(Data extracted from a collection)
=== Begin Enclosure ===
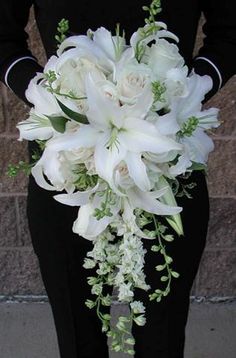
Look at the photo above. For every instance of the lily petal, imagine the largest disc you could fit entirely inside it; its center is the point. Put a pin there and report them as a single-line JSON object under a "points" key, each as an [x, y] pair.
{"points": [[137, 170], [147, 202]]}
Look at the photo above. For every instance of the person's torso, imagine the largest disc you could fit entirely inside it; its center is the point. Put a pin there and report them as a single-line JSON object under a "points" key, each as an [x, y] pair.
{"points": [[181, 18]]}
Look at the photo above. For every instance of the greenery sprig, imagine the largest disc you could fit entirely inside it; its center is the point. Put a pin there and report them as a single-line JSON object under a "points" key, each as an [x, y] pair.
{"points": [[62, 29], [105, 209], [151, 27], [160, 235], [51, 77]]}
=== End Enclosure ===
## ABOUT THIS TASK:
If a record holds a picture, drop the picture and return the rest of it exactly.

## EXERCISE RESULT:
Look at the photo above. For every instance of the lily petal, imagine the largest disc you could fit entirely inside it; its center is the point. Put a pin there and report them as a single-line JSON object under a "points" key, each as an [x, y] pair.
{"points": [[137, 170], [147, 202]]}
Look at the photo above. For every instance of the person's torso, imagine the largest disc you could fit entirely inside it; its center is the point. Put a pin there and report them as a single-line JSON object under a "points" key, each as an [x, y] pair.
{"points": [[181, 18]]}
Look at the photo above. For every instance of the greenery sprig, imagine the largest disc you could fit entirely inside it; its center is the point. Put a pin there and report them as a single-line JSON object under a "points" key, each as an [x, y] pair.
{"points": [[62, 29], [105, 209], [151, 27], [160, 235], [51, 77]]}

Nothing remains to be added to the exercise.